··· Data for this exercise ···

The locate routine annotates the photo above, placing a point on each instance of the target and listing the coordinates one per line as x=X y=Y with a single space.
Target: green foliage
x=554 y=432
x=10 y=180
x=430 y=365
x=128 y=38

···

▸ **Task goal**
Reproduce every line of the records above word for word, changing nothing.

▸ **Solution to the exercise**
The locate routine annotates the photo above, placing a point on each instance of the target and listing the coordinates one per line as x=X y=Y with a single space.
Target: green foliage
x=554 y=432
x=10 y=180
x=430 y=365
x=128 y=38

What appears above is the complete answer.